Set of tasks:
1. In the text on advertising compliance in China, what is the address of SAMR's public complaint portal?
2. Pick up the text on advertising compliance in China after its last sentence and continue it.

This intersects heavily with the compliance considerations covered in our analysis of China’s tech sector opportunities and risks for Western partners.
Building a Compliant Advertising Operation: Practical Steps
Foreign brands that operate successfully in China’s advertising environment generally share a few structural characteristics.
Dedicated local legal review. Every campaign should be reviewed by a China-qualified lawyer or in-house compliance officer before launch — not just translated and sent to an agency. Law firms with advertising law practices in Beijing and Shanghai, such as DLA Piper China, Zhong Lun, or King & Wood Mallesons, maintain current advisory practices on SAMR enforcement trends.
A pre-approved claims library. High-volume advertisers maintain a library of pre-cleared claims — product descriptions, benefit statements, and category-specific language that has been reviewed and approved for use. This prevents individual copywriters or KOL managers from improvising language that creates liability.
Platform qualification maintenance. Advertising qualifications for regulated industries on WeChat, Baidu, and Douyin expire and must be renewed. A campaign that cannot launch because qualifications lapsed is a costly operational failure that is entirely avoidable with a compliance calendar.
Complaint monitoring. SAMR operates a public complaint portal (12315.gov.cn) through which competitors, consumers, and regulators can flag advertising violations. Monitoring this platform for complaints against your brand provides early warning before a formal investigation is opened.
The US-China Business Council publishes annual regulatory updates covering SAMR enforcement priorities that are worth reviewing as part of any market entry due diligence. The US Commercial Service’s China office also maintains a market intelligence library specifically for US companies navigating Chinese regulatory environments.

Material supplied:
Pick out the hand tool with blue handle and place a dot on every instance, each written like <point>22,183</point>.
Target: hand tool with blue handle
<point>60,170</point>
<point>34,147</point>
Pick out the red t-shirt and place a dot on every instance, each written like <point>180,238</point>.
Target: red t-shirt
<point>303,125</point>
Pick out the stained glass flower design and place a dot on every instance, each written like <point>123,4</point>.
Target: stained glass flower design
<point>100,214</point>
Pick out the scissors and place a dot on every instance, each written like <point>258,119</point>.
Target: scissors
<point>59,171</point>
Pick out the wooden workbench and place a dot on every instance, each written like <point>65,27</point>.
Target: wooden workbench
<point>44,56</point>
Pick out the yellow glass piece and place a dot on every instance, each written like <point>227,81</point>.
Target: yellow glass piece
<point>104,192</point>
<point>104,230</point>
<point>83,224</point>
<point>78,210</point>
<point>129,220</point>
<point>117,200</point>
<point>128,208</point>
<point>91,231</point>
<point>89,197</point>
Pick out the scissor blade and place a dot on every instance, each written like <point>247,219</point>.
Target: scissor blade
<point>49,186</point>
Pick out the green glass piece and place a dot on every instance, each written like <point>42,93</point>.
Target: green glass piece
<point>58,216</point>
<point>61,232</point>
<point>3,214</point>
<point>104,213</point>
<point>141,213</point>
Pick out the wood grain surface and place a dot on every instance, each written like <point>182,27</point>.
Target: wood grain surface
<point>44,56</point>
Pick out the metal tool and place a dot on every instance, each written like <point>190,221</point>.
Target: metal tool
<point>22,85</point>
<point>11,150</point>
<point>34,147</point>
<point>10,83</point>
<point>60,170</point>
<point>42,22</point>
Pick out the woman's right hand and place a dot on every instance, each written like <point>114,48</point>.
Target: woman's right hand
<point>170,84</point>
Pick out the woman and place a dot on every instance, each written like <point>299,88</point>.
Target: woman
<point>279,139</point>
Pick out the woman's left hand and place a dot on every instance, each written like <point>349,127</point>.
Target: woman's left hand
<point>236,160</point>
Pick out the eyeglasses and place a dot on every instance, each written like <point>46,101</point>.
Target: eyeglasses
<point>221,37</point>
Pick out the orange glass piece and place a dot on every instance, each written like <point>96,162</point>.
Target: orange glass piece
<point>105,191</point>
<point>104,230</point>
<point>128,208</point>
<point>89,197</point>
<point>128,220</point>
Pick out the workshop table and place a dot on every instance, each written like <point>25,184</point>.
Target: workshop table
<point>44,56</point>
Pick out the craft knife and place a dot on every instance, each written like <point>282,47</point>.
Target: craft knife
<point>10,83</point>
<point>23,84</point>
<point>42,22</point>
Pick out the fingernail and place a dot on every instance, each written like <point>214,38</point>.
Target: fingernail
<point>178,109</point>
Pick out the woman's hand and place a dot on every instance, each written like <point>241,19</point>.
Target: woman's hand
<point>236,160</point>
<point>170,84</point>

Task responses:
1. 12315.gov.cn

2.
For brands just beginning to develop their China presence, the structural decisions around entity type and local partnerships significantly affect how advertising compliance is managed — our guide on navigating China’s tech and digital ecosystem covers the operational context, while our analysis of how China’s middle class is reshaping consumer markets provides the demand-side context that makes compliance investments worthwhile.
The Bottom Line
China’s advertising regulations are not designed to be hostile to foreign brands — they are designed to protect Chinese consumers and maintain market order in a fast-moving digital economy. The brands that struggle are those that treat compliance as an afterthought or assume their global legal team can manage China-specific risk from a distance.
The brands that thrive build local compliance capacity, maintain current knowledge of SAMR enforcement trends, and treat their Chinese marketing teams as risk management partners — not just creative execution resources. In a market as large and dynamic as China’s, the cost of a well-run compliance program is modest compared to the cost of a campaign pulled mid-flight or a fine that generates domestic press coverage.
For authoritative primary source guidance, the SAMR’s official advertising regulation portal at samr.gov.cn publishes all current rules and enforcement decisions. The US Commercial Service’s China Business Resources portal maintains updated guidance for US companies on Chinese regulatory requirements, including advertising and marketing compliance.